◆ **WHAT NEEDS TO BE DONE**: List each line of the rows below that contains the string "tiled", matching case exactly.

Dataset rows
+ + + + + + +

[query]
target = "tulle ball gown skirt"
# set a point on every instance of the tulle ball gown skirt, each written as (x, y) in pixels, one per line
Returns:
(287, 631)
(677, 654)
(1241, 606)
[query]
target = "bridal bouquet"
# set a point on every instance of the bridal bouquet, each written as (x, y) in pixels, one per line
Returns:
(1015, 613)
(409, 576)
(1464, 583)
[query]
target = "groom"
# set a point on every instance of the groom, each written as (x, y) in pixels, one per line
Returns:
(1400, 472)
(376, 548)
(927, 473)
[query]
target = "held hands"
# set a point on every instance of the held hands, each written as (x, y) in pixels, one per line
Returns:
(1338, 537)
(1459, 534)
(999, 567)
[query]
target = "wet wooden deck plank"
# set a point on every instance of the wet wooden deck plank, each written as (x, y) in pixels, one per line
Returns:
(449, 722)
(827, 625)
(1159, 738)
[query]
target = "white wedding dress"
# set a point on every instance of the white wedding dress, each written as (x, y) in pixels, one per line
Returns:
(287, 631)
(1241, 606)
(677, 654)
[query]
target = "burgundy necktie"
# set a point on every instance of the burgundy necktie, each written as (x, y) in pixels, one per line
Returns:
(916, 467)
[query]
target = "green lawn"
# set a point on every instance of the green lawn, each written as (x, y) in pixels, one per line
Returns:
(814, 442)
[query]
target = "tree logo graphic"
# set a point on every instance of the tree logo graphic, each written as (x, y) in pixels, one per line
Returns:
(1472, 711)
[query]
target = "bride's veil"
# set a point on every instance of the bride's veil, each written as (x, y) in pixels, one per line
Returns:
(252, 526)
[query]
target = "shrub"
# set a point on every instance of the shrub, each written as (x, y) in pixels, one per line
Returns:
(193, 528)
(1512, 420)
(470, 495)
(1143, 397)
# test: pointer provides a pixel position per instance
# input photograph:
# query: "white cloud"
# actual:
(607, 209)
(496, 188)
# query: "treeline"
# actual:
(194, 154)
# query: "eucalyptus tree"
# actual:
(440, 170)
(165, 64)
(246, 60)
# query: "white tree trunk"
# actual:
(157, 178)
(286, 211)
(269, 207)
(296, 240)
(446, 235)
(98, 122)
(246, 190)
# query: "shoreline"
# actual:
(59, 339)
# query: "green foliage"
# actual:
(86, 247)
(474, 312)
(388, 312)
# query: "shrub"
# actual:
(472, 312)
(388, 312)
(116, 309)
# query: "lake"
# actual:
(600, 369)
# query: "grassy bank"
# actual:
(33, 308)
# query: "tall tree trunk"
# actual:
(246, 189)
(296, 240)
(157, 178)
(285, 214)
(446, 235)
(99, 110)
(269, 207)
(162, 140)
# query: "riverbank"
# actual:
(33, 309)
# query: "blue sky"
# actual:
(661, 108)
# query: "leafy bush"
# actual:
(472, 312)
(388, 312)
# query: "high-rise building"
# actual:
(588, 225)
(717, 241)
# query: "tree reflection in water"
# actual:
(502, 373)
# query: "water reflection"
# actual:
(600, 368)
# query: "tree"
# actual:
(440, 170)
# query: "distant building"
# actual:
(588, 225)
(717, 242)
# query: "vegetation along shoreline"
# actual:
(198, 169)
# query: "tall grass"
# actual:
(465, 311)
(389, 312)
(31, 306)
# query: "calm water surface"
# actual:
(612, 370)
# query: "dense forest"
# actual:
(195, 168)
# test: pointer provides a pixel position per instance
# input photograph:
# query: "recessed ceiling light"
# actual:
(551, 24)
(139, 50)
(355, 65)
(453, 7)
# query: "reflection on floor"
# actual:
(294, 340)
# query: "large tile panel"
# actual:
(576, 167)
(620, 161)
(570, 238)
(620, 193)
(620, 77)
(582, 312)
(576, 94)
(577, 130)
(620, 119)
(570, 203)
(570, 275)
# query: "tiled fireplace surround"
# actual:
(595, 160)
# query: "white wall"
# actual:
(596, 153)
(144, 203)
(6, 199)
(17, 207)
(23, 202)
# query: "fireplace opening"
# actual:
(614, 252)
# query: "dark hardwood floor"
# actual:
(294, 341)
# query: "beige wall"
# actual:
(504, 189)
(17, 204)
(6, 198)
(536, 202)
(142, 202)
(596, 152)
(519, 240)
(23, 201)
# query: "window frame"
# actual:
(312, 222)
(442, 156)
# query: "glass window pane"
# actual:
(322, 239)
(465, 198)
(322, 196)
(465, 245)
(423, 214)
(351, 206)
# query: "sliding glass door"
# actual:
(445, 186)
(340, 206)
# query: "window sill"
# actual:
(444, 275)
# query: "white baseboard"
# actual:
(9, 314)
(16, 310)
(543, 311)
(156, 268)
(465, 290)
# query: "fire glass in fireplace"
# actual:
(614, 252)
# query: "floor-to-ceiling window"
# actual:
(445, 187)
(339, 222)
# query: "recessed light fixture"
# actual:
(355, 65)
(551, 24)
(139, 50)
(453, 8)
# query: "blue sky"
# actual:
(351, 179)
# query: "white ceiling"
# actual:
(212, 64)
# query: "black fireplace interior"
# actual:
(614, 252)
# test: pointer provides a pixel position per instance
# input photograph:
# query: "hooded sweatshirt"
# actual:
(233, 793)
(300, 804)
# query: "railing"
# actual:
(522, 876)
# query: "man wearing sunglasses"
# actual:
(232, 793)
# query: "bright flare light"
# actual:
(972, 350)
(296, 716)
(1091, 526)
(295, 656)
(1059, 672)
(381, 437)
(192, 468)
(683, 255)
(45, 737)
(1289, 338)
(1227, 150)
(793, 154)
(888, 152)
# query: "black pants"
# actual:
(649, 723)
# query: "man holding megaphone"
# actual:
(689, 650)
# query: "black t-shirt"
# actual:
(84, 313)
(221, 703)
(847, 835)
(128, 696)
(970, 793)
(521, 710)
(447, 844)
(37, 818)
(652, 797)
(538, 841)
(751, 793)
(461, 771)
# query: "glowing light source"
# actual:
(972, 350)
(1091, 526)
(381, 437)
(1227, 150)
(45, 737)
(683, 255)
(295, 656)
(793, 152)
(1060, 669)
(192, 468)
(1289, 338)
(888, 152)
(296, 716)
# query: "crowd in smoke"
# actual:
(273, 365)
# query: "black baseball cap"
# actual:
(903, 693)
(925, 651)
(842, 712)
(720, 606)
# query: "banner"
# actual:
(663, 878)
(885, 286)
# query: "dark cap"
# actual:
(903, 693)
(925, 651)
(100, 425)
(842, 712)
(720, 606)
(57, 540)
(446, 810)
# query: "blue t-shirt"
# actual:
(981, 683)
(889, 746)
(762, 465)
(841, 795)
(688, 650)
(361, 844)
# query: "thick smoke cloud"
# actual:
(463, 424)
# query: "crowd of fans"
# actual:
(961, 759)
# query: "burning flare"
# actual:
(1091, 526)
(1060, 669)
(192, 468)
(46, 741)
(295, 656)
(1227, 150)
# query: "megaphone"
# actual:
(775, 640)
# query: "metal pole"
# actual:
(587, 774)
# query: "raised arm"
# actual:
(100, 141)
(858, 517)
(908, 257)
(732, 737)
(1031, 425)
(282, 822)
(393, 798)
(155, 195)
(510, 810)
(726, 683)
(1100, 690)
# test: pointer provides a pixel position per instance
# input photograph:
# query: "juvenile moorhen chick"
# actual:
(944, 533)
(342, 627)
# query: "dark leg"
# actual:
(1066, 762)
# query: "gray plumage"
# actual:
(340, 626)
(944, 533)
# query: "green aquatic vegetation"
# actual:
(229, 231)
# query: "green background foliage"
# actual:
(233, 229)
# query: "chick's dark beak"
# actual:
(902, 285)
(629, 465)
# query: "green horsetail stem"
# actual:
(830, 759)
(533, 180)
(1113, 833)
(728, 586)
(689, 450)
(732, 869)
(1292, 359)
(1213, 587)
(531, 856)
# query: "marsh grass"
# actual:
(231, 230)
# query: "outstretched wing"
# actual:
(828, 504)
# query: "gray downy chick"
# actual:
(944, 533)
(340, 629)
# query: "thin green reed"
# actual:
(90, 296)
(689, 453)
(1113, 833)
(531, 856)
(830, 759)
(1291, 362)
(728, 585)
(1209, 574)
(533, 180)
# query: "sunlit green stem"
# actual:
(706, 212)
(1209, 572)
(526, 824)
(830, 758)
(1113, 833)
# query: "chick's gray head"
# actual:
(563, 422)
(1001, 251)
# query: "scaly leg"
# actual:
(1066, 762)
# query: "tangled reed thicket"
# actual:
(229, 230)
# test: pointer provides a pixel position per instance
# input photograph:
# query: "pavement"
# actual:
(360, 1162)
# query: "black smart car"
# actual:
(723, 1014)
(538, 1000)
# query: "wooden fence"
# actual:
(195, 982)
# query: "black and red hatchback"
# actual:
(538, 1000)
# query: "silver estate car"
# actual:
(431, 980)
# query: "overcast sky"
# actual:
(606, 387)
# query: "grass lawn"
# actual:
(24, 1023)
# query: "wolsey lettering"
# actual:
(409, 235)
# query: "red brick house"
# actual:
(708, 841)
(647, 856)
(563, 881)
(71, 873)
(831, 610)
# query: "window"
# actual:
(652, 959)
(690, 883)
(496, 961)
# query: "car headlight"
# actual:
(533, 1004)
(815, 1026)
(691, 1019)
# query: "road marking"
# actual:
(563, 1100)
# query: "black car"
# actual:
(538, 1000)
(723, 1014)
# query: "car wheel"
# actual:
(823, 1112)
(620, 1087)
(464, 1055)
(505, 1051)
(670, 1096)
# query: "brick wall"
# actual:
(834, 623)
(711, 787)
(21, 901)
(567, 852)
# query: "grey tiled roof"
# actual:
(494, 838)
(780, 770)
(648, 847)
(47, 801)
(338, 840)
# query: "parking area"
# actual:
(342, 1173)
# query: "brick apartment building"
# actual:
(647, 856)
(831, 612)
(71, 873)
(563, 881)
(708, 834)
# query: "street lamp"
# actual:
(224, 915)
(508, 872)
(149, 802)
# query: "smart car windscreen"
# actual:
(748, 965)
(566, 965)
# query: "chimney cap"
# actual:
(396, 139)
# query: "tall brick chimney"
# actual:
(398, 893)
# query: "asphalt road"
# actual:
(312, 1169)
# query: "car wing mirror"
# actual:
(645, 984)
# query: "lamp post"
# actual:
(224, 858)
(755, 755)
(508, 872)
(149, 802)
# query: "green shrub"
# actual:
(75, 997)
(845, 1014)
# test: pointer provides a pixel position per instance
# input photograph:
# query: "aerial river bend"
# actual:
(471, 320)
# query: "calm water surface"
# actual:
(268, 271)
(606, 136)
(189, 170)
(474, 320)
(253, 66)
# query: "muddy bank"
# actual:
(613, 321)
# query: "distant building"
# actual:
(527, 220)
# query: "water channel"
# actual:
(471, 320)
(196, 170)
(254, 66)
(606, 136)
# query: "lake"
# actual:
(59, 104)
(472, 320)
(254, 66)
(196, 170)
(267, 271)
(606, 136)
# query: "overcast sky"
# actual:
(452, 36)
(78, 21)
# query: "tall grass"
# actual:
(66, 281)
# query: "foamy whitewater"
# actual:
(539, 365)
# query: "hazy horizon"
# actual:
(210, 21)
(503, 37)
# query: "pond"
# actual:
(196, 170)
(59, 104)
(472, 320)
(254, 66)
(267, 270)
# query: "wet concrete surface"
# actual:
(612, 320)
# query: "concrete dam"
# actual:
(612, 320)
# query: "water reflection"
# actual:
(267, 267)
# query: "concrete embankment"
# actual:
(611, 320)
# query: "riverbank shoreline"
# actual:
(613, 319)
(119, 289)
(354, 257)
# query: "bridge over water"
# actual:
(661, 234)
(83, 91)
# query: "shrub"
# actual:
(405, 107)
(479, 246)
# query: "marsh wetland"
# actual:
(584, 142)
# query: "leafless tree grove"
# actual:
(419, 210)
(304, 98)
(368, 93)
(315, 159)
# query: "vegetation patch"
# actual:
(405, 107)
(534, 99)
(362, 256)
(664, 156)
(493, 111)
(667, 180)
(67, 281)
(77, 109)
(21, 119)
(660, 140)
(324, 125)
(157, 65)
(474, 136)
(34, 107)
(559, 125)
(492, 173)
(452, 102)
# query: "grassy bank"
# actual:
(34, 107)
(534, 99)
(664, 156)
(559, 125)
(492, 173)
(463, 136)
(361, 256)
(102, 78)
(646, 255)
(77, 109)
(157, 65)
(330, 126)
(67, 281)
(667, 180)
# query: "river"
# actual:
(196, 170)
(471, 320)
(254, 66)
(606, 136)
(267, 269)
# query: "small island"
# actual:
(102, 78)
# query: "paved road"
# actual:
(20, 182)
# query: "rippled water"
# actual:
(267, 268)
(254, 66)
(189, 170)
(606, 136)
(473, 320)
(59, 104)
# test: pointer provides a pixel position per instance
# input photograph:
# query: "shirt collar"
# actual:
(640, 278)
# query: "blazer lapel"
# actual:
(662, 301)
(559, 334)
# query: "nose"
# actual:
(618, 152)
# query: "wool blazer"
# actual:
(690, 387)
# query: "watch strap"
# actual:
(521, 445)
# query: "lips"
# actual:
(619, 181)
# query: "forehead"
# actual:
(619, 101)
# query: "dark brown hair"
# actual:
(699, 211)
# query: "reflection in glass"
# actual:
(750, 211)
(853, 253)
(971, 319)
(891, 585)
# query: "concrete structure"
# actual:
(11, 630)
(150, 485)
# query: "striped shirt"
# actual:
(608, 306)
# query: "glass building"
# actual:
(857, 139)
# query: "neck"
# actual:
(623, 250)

+ + + + + + +

◆ **SOLUTION TO THE PROBLEM**:
# query: "tiled fireplace surround"
# query: "grey tiled roof"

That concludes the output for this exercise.